= Task =
Lines that contain the string "wrinkled" are the ones to list; copy all of them from the records.
━━━ Exercise data
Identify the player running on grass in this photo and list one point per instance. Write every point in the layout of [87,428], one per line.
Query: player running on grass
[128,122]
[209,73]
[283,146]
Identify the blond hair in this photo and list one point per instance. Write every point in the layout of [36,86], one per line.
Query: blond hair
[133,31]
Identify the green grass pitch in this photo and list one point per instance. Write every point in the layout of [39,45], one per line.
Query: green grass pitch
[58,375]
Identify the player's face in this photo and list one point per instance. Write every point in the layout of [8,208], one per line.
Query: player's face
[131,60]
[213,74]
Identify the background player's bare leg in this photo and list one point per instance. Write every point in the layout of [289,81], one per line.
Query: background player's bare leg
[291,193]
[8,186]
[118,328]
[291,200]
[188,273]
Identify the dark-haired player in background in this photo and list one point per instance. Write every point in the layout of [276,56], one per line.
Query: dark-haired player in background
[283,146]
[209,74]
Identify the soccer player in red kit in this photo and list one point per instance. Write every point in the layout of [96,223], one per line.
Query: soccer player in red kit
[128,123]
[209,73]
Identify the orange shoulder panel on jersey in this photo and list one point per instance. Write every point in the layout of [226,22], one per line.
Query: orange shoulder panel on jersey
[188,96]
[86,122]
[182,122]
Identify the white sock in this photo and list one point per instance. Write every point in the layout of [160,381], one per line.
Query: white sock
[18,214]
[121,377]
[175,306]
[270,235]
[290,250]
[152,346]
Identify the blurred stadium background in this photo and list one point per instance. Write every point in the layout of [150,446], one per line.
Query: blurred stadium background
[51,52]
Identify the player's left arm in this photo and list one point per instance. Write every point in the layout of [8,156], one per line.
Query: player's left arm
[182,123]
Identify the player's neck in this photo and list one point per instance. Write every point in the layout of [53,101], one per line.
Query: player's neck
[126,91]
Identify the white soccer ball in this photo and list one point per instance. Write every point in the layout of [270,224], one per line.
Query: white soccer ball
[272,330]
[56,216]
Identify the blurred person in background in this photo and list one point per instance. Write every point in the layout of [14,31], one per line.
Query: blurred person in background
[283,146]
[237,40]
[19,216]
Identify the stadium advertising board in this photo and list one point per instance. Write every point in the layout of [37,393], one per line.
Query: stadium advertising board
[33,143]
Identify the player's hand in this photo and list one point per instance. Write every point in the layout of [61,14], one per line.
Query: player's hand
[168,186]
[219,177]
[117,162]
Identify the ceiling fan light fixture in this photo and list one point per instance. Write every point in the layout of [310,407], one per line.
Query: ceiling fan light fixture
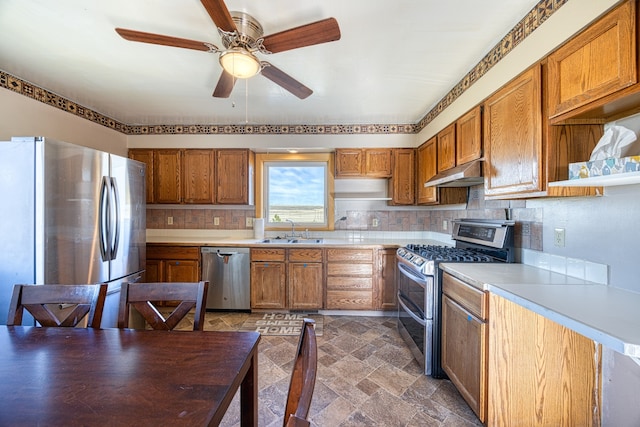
[240,63]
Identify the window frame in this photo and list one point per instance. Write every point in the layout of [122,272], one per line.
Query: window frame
[328,158]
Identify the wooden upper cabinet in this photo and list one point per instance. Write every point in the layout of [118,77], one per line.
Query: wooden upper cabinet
[377,163]
[197,176]
[167,184]
[402,184]
[363,163]
[349,162]
[427,169]
[145,156]
[234,175]
[599,61]
[447,148]
[513,137]
[469,136]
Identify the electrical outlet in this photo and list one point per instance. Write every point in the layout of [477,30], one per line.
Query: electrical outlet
[558,237]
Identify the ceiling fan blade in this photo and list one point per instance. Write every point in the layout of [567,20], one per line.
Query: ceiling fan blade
[219,14]
[139,36]
[225,85]
[318,32]
[286,81]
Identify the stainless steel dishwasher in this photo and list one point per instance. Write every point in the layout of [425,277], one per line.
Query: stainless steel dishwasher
[227,270]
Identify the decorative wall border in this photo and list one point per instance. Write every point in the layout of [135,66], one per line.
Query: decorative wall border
[540,13]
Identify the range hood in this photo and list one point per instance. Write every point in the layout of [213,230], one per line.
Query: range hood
[466,175]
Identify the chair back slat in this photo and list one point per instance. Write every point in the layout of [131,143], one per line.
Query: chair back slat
[303,377]
[46,303]
[144,297]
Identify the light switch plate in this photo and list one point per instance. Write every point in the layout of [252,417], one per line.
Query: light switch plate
[558,237]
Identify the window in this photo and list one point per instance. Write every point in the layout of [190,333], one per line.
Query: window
[295,188]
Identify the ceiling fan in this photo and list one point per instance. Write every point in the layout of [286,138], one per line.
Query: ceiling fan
[242,37]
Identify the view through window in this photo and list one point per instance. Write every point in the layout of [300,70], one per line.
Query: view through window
[296,191]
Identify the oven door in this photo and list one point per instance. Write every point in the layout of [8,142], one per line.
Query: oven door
[415,314]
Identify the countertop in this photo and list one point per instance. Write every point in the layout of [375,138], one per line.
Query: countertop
[602,313]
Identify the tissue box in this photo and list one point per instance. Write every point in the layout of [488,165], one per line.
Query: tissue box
[604,167]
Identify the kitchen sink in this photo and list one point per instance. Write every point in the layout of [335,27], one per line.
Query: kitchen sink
[283,241]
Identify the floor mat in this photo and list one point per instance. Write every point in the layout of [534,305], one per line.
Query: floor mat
[283,324]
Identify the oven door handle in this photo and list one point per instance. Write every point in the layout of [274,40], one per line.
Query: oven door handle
[401,300]
[411,275]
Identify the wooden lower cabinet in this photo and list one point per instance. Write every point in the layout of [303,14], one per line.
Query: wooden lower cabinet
[268,278]
[540,373]
[349,279]
[172,263]
[387,287]
[464,341]
[287,278]
[305,279]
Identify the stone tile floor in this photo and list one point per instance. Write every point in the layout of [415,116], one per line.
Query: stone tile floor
[366,377]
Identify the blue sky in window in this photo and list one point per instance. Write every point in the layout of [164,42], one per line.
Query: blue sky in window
[296,185]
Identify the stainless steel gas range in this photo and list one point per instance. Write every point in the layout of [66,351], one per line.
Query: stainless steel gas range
[419,278]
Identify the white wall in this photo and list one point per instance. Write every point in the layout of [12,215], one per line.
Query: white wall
[23,116]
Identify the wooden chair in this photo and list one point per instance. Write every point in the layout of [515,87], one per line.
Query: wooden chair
[303,378]
[144,297]
[48,304]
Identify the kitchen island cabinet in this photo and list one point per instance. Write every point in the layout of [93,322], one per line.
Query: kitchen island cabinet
[539,372]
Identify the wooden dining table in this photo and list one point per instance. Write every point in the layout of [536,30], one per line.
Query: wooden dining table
[114,377]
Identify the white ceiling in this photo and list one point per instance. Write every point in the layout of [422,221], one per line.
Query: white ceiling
[396,58]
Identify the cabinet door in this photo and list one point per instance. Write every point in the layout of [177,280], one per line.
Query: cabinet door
[268,285]
[513,137]
[305,286]
[427,169]
[167,176]
[181,271]
[464,339]
[447,148]
[145,156]
[402,183]
[197,176]
[153,272]
[377,163]
[349,162]
[596,63]
[387,287]
[234,174]
[469,136]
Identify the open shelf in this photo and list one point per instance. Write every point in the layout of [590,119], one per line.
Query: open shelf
[627,178]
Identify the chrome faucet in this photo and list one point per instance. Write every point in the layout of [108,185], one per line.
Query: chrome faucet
[293,228]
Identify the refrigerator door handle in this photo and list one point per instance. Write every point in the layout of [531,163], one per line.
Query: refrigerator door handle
[115,231]
[103,220]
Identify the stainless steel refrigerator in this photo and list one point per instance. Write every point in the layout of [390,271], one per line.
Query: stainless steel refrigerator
[70,215]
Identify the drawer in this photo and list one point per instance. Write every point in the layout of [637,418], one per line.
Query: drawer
[173,252]
[267,254]
[349,300]
[337,269]
[305,255]
[342,283]
[355,255]
[470,298]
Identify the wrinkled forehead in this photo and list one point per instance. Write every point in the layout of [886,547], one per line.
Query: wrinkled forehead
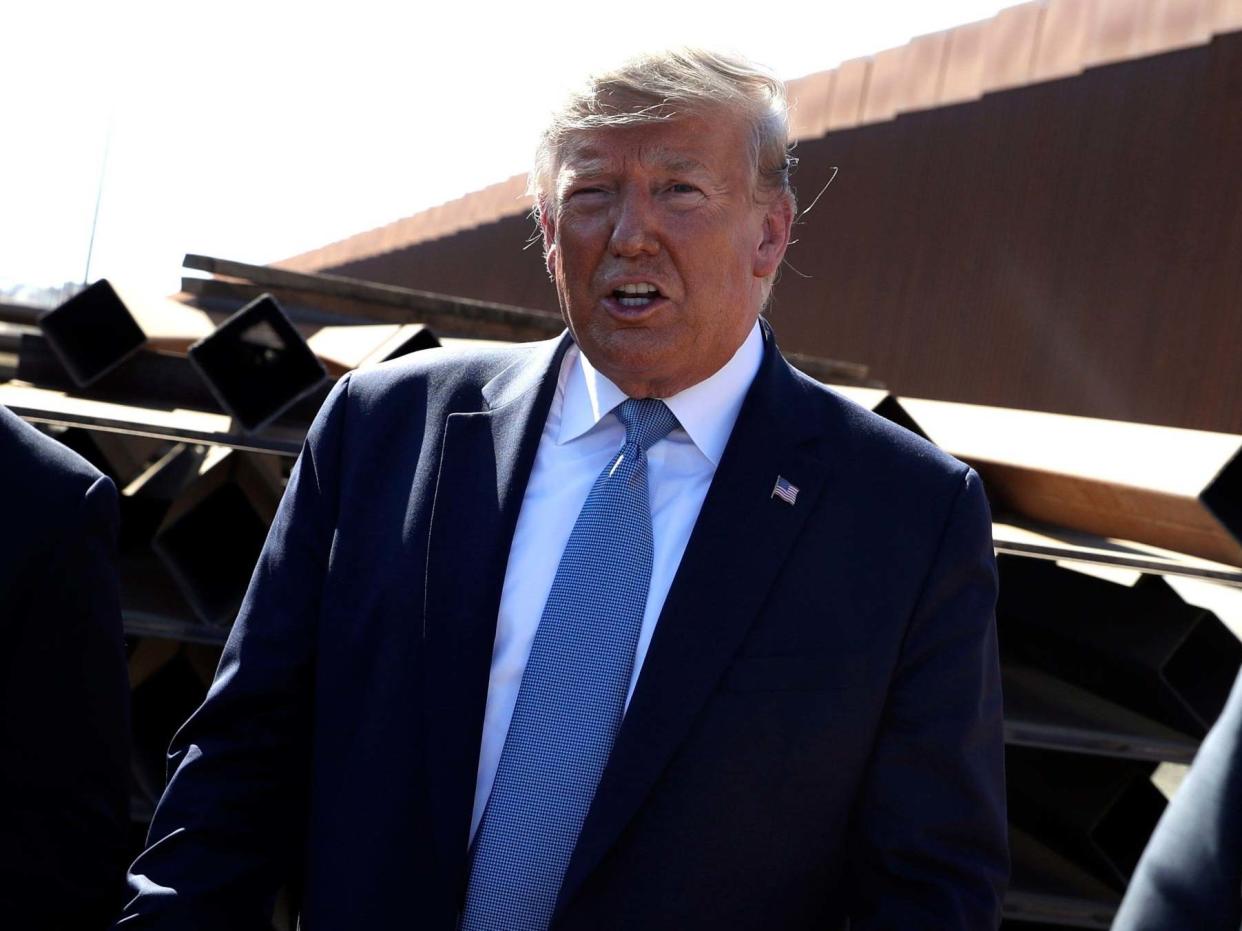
━━━━━━
= Exercise result =
Identify the wrinkled forehead in this photo and list one point per instance. Write every point in the layout of [886,547], one per line.
Query: wrinkled forehead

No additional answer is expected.